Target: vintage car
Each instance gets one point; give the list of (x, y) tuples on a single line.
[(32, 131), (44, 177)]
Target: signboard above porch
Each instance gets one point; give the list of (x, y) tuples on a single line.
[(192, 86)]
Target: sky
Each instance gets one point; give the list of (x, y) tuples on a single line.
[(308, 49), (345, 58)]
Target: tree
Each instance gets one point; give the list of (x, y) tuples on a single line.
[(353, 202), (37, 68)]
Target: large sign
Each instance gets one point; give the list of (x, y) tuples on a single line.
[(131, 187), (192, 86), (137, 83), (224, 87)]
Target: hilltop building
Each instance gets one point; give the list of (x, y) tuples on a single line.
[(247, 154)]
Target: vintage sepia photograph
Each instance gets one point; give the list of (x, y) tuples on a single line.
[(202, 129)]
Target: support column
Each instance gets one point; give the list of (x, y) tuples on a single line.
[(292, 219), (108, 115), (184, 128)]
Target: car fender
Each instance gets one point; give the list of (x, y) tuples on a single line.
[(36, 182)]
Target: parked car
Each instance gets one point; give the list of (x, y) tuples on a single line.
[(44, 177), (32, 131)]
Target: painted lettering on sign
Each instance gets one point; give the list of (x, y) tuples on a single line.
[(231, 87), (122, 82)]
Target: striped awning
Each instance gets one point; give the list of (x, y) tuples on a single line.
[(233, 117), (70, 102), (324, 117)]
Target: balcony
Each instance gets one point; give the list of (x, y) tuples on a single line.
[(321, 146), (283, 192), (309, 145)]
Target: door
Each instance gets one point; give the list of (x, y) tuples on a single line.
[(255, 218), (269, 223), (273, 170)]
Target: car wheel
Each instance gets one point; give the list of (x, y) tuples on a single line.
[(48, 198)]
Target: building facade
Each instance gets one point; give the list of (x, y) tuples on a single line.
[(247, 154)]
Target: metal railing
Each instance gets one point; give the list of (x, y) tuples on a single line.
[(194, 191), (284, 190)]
================
Lines above with "vintage" in them are the ones to copy.

Answer to the exercise:
Target: vintage car
Target: vintage sepia photograph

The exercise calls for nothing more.